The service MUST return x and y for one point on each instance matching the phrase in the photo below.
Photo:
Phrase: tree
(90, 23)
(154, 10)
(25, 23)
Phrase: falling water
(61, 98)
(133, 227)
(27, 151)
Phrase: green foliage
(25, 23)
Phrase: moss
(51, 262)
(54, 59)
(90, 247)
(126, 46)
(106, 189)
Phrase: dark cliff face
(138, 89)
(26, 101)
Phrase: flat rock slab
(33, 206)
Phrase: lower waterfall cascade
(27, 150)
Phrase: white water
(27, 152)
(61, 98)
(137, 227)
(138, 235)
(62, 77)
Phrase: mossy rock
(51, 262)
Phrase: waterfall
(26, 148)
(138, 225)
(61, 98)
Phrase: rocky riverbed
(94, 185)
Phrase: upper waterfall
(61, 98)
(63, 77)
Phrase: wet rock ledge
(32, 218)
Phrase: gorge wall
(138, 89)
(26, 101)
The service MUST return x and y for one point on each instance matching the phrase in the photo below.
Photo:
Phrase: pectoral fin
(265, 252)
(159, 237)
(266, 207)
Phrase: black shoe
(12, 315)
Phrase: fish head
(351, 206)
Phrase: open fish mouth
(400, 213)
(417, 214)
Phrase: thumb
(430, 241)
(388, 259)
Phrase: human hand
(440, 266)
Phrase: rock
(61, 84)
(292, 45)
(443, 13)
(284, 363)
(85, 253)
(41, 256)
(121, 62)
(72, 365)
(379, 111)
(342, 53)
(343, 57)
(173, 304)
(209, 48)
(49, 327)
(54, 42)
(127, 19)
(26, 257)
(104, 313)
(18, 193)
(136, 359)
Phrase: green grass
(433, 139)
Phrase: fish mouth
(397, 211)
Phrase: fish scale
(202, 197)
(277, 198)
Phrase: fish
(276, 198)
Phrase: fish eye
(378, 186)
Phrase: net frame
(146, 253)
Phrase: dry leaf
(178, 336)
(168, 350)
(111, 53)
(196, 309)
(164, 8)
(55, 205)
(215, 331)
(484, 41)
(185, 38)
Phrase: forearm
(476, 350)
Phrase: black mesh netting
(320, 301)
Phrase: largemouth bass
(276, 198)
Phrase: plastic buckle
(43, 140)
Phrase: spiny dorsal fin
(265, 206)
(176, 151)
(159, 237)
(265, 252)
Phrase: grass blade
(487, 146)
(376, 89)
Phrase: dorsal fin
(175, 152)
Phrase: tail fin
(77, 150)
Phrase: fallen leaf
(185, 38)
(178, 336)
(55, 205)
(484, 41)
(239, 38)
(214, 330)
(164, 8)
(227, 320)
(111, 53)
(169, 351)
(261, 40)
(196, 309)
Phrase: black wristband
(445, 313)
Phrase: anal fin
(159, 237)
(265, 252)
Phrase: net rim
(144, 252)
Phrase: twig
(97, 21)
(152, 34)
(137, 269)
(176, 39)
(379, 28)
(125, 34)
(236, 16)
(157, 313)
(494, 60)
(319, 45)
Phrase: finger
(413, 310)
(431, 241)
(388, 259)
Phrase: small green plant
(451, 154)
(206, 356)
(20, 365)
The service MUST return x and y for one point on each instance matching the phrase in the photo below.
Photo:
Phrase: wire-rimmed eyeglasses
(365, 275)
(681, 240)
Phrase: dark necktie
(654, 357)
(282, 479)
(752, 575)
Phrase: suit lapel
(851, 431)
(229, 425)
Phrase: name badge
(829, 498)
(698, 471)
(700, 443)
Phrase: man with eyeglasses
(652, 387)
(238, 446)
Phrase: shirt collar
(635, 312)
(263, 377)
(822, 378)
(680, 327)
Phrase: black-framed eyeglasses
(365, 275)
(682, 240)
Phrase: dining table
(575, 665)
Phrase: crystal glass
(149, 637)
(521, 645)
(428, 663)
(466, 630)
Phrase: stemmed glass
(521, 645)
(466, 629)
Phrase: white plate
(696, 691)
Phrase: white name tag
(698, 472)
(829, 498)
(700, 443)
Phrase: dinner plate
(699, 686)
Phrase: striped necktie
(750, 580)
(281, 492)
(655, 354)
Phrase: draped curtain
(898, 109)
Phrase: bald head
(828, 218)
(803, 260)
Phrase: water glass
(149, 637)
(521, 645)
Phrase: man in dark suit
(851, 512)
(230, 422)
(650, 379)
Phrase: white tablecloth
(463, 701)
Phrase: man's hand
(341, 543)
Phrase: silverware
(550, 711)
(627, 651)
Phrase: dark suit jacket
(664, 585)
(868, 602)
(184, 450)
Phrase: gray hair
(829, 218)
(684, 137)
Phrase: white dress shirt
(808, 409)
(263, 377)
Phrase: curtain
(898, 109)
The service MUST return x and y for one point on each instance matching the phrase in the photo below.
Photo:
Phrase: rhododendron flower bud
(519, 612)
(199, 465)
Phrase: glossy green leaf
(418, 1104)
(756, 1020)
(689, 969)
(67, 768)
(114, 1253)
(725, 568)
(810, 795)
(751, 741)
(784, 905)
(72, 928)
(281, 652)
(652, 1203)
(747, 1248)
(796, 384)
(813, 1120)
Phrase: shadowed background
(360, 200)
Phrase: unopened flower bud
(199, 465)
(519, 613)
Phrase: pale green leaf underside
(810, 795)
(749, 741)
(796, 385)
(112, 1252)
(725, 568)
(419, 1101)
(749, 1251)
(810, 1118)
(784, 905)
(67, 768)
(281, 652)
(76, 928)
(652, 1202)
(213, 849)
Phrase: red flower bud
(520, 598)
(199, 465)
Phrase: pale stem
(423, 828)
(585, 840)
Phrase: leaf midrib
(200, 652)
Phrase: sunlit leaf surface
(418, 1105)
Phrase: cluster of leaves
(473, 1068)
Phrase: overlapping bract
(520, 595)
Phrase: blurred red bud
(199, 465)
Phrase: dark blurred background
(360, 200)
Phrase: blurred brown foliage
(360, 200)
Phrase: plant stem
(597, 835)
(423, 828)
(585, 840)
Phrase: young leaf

Instruction
Copy out the whole listing exactly; please set it all down.

The output
The service MUST return x and y for one point on each instance matching the phrase in the photo below.
Photo:
Phrase: tree
(90, 23)
(154, 10)
(25, 23)
Phrase: falling water
(61, 98)
(133, 227)
(27, 151)
Phrase: green foliage
(25, 23)
Phrase: moss
(51, 262)
(54, 59)
(90, 247)
(126, 46)
(106, 189)
Phrase: dark cliff face
(138, 89)
(26, 101)
Phrase: flat rock slab
(33, 206)
Phrase: lower waterfall cascade
(27, 150)
Phrase: white water
(27, 152)
(61, 98)
(137, 227)
(138, 235)
(62, 77)
Phrase: mossy rock
(51, 262)
Phrase: waterfall
(26, 148)
(138, 225)
(61, 98)
Phrase: rocky riverbed
(94, 185)
Phrase: upper waterfall
(61, 98)
(63, 77)
Phrase: wet rock ledge
(32, 218)
Phrase: gorge wall
(138, 89)
(26, 101)
The service MUST return x and y for one point on each instance matching the phrase in the photo below.
Photo:
Phrase: pectoral fin
(265, 252)
(159, 237)
(266, 207)
Phrase: black shoe
(12, 315)
Phrase: fish head
(351, 206)
Phrase: open fish mouth
(400, 213)
(417, 214)
Phrase: thumb
(430, 241)
(388, 259)
Phrase: human hand
(440, 266)
Phrase: rock
(61, 84)
(292, 45)
(443, 13)
(284, 363)
(85, 253)
(41, 256)
(121, 62)
(72, 365)
(379, 111)
(342, 53)
(343, 57)
(173, 304)
(209, 48)
(49, 327)
(54, 42)
(127, 19)
(26, 257)
(104, 313)
(18, 193)
(136, 359)
Phrase: green grass
(433, 139)
Phrase: fish mouth
(397, 211)
Phrase: fish scale
(202, 197)
(277, 198)
Phrase: fish
(276, 198)
Phrase: fish eye
(378, 186)
Phrase: net frame
(146, 253)
Phrase: dry leaf
(178, 336)
(168, 350)
(111, 53)
(196, 309)
(164, 8)
(55, 205)
(215, 331)
(484, 41)
(185, 38)
Phrase: forearm
(476, 350)
Phrase: black mesh netting
(320, 301)
Phrase: largemouth bass
(276, 198)
Phrase: plastic buckle
(43, 140)
Phrase: spiny dorsal fin
(265, 206)
(176, 151)
(159, 237)
(265, 252)
Phrase: grass blade
(487, 146)
(376, 89)
Phrase: dorsal fin
(175, 152)
Phrase: tail fin
(77, 150)
Phrase: fallen leaf
(185, 38)
(178, 336)
(55, 205)
(484, 41)
(239, 38)
(214, 330)
(164, 8)
(227, 320)
(111, 53)
(169, 351)
(261, 40)
(196, 309)
Phrase: black wristband
(445, 313)
Phrase: anal fin
(159, 237)
(265, 252)
Phrase: net rim
(144, 252)
Phrase: twig
(97, 21)
(152, 34)
(137, 269)
(176, 39)
(379, 28)
(125, 34)
(236, 16)
(157, 313)
(494, 60)
(319, 45)
Phrase: finger
(413, 310)
(431, 241)
(388, 259)
Phrase: small green plant
(451, 154)
(206, 356)
(20, 365)
The service MUST return x and y for one point on each instance matching the phrase in the photo below.
Photo:
Phrase: wire-rimmed eyeglasses
(365, 275)
(681, 240)
Phrase: dark necktie
(654, 357)
(282, 479)
(752, 575)
Phrase: suit lapel
(851, 431)
(229, 425)
Phrase: name badge
(829, 498)
(698, 471)
(700, 443)
Phrase: man with eyeglasses
(652, 387)
(238, 446)
Phrase: shirt collar
(635, 312)
(263, 377)
(822, 378)
(680, 327)
Phrase: black-framed eyeglasses
(365, 275)
(682, 240)
Phrase: dining table
(575, 665)
Phrase: crystal glass
(149, 637)
(521, 645)
(428, 663)
(466, 630)
Phrase: stemmed glass
(521, 645)
(466, 629)
Phrase: white plate
(696, 691)
Phrase: white name tag
(698, 472)
(829, 498)
(700, 443)
Phrase: dinner plate
(699, 686)
Phrase: striped necktie
(750, 580)
(281, 492)
(655, 354)
Phrase: draped curtain
(898, 109)
Phrase: bald head
(828, 218)
(803, 260)
Phrase: water glass
(149, 637)
(521, 645)
Phrase: man in dark suit
(851, 512)
(230, 422)
(650, 379)
Phrase: white tablecloth
(463, 701)
Phrase: man's hand
(341, 543)
Phrase: silverware
(550, 711)
(627, 651)
Phrase: dark suit jacket
(664, 585)
(868, 602)
(184, 450)
Phrase: gray hair
(829, 218)
(684, 137)
Phrase: white dress shirt
(808, 409)
(263, 377)
Phrase: curtain
(898, 109)
The service MUST return x and y for one point on each instance matching the phrase in the photo below.
Photo:
Phrase: rhododendron flower bud
(519, 612)
(199, 465)
Phrase: glossy green leaf
(418, 1104)
(756, 1020)
(689, 969)
(67, 768)
(114, 1253)
(725, 568)
(810, 795)
(751, 741)
(784, 905)
(72, 928)
(281, 652)
(652, 1203)
(747, 1248)
(796, 384)
(813, 1120)
Phrase: shadowed background
(360, 200)
Phrase: unopened flower bud
(199, 465)
(519, 613)
Phrase: pale green leaf underside
(810, 795)
(749, 741)
(796, 385)
(112, 1252)
(725, 568)
(419, 1101)
(749, 1251)
(810, 1118)
(784, 905)
(67, 768)
(281, 652)
(76, 928)
(652, 1202)
(213, 849)
Phrase: red flower bud
(520, 598)
(199, 465)
Phrase: pale stem
(423, 828)
(585, 840)
Phrase: leaf midrib
(200, 652)
Phrase: sunlit leaf surface
(418, 1105)
Phrase: cluster of leaves
(473, 1068)
Phrase: overlapping bract
(520, 595)
Phrase: blurred red bud
(199, 465)
Phrase: dark blurred background
(360, 200)
Phrase: blurred brown foliage
(360, 200)
Phrase: plant stem
(597, 835)
(423, 828)
(585, 840)
Phrase: young leaf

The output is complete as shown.